**Your goal:**
Rewrite each line of the records below as a row in a Markdown table with the columns Row and Line, numbering the rows and skipping blank lines. Leave the pictures out of the answer.

**Task input:**
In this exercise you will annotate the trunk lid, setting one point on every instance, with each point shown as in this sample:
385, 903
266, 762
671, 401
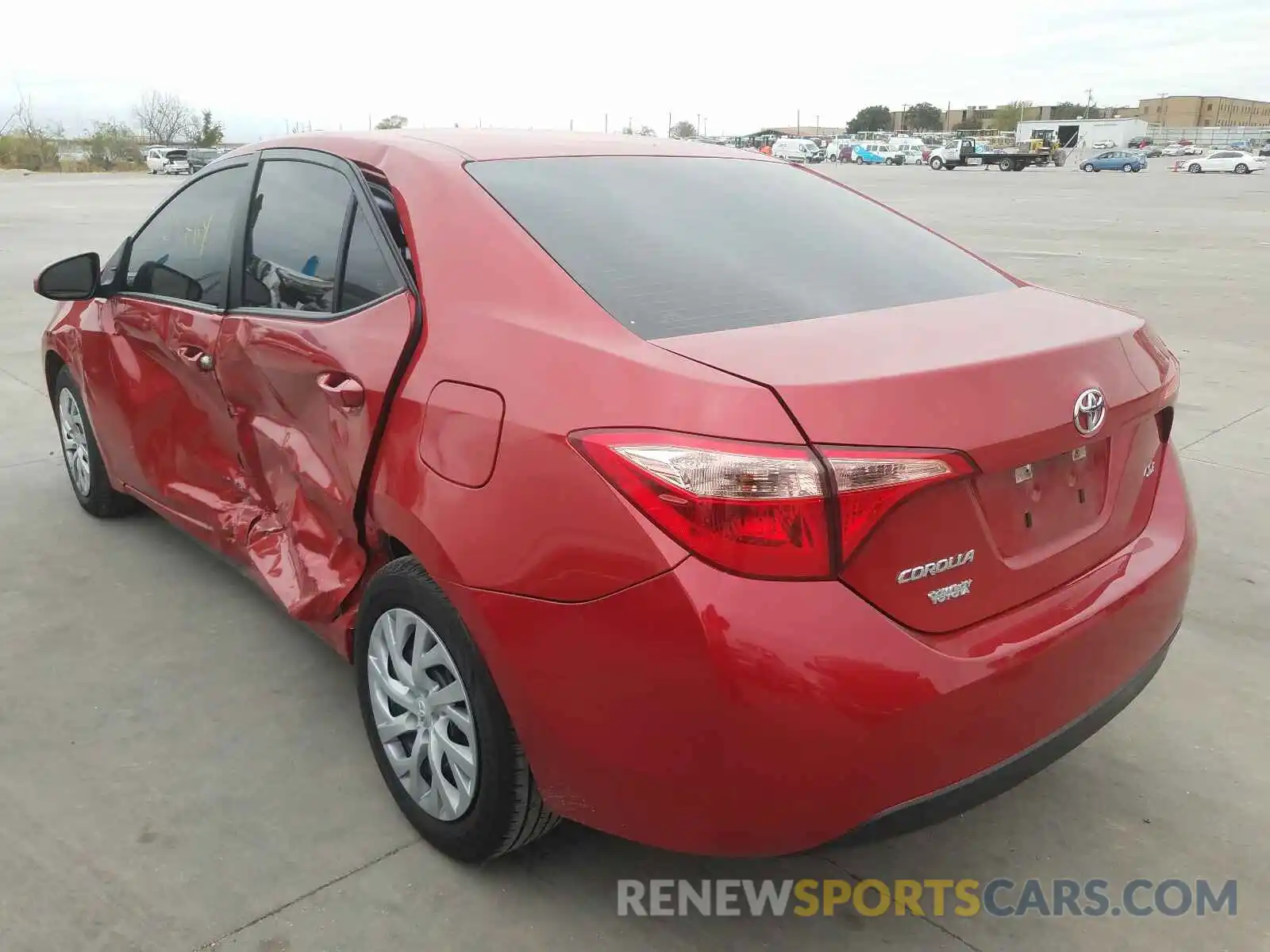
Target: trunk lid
995, 378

**Correct answer:**
| Row | Line |
|---|---|
| 1 | In this exercise you will annotate the trunk lid, setting one point on every instance, with each point shown as in this sample: |
| 2 | 385, 903 |
| 3 | 266, 762 |
| 4 | 671, 401 |
| 5 | Target: trunk lid |
| 6 | 995, 378 |